Hanya untuk dilewatkan dekat makam Imam Ali. Hampir tiap 10 menit ada keranda
yang lewat di makam itu. Tentu, maksudnya agar mendapat syafaat Imam Ali.
Begitu
banyak yang meninggal? Ternyata, mayat itu tidak hanya dari Najaf. Mayat
tersebut datang dari seantero negeri. Seluruh orang Syiah, di mana pun
meninggal, mayatnya dibawa ke makam yang letaknya di sebelah Masjid Imam Ali.
Tentu
makam itu sangat-sangat luasnya. Garis tengahnya 7 km! Pasti, itulah makam
terbesar di dunia! “Ayah saya meninggal di Baghdad. Juga dimakamkan di sini,”
ujar teman saya tersebut.
Dengan
dimakamkan di situ, tidak saja bisa bersebelahan dengan makam Imam Ali (yang
dipercaya juga sekaligus makamnya Nabi Adam dan Nabi Nuh), namun juga membuat
kunjungan lebih praktis. Ziarah ke makam Imam Ali sekalian ke keluarga
masing-masing.
Bagi
warga Syiah, sekali datang ke Najaf juga harus ke Karbala. Dua kota tersebut
berjarak 70 km. Itu mirip dengan orang yang ke Makkah sebaiknya juga ke
Madinah. Bedanya, perjalanan ziarah Najaf-Karbala ini sangat demonstratif,
atraktif, dan emosional. Di Karbala itulah anak Imam Ali, Sayidina Hussein,
dimakamkan.
Setiap
bulan Asyura, jutaan orang Syiah melakukan perjalanan suci dari Najaf ke Karbala.
Mereka jalan kaki sambil merintih, menangis, dan memukul-mukul dada. Mereka
mengenang penderitaan Sayidina Hussein dan solider atas penderitaan itu.
Menyusuri
jalan dua arah yang sangat mulus itu, saya membayangkan betapa padatnya
sepanjang jalan tersebut saat bulan Asyura. “Kami biasanya menempuh jarak
Najaf-Karbala tiga hari,” kata teman saya itu. “Anda lihat, di sepanjang jalan
ini banyak dibangun toilet umum dan rumah singgah. Kami bisa bermalam di
sepanjang jalan ini,” tambahnya.

──────────────────────────────

**Soal Latihan A:** Tentukan apakah setiap pernyataan berikut sesuai dengan teks tentang Najaf dan Karbala. Jawab ya atau tidak, lalu kutip kata-kata teks yang menentukannya: (i) Jarak antara Najaf dan Karbala adalah 70 km. (ii) Mayat yang dibawa ke makam itu hanya berasal dari Najaf. (iii) Sayidina Hussein dimakamkan di Najaf.
**Soal Latihan B:** Tolong tampilkan bagian teks tentang Najaf dan Karbala mulai dari "ujar teman saya" sampai "dimakamkan.", tanpa mengubah satu kata pun.
Materi berikut tidak diperlukan.

Entri dari kumpulan anotasi titik
──────────────────────────────

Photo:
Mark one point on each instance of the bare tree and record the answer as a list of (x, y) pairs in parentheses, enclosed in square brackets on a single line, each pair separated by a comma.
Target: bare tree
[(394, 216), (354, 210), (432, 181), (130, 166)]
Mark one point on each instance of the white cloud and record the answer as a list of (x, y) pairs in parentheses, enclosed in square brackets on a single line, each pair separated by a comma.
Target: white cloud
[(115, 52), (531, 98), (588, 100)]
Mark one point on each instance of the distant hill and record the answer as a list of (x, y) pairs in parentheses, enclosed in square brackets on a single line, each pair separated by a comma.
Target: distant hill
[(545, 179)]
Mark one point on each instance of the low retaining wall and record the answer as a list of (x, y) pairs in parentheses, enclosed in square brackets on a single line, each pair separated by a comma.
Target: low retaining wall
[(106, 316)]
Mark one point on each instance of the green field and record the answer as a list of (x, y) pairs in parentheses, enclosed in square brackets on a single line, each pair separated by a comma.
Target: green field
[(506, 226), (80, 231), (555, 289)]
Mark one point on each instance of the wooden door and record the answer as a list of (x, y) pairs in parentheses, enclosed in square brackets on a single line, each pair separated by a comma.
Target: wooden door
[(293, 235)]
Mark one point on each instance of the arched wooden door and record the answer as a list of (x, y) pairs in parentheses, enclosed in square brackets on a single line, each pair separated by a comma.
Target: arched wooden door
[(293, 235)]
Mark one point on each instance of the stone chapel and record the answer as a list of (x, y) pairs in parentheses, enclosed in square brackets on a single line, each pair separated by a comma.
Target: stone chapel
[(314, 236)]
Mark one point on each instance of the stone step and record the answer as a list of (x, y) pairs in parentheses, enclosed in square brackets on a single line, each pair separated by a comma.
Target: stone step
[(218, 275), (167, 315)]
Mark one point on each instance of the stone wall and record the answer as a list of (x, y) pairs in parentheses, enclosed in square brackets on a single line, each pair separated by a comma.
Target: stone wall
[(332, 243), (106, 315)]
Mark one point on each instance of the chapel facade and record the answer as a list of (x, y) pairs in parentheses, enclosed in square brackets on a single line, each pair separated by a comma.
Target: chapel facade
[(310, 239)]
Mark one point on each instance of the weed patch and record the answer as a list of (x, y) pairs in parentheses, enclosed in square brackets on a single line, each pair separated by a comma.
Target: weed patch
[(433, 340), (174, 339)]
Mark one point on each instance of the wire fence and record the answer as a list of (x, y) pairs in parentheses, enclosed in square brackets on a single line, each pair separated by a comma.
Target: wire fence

──────────────────────────────

**Jawaban Soal A:**
(i) Ya: "Dua kota tersebut berjarak 70 km."
(ii) Tidak: "Ternyata, mayat itu tidak hanya dari Najaf."
(iii) Tidak: "Di Karbala itulah anak Imam Ali, Sayidina Hussein, dimakamkan."

**Jawaban Soal B:**
ujar teman saya tersebut.
Dengan
dimakamkan di situ, tidak saja bisa bersebelahan dengan makam Imam Ali (yang
dipercaya juga sekaligus makamnya Nabi Adam dan Nabi Nuh), namun juga membuat
kunjungan lebih praktis. Ziarah ke makam Imam Ali sekalian ke keluarga
masing-masing.
Bagi
warga Syiah, sekali datang ke Najaf juga harus ke Karbala. Dua kota tersebut
berjarak 70 km. Itu mirip dengan orang yang ke Makkah sebaiknya juga ke
Madinah. Bedanya, perjalanan ziarah Najaf-Karbala ini sangat demonstratif,
atraktif, dan emosional. Di Karbala itulah anak Imam Ali, Sayidina Hussein,
dimakamkan.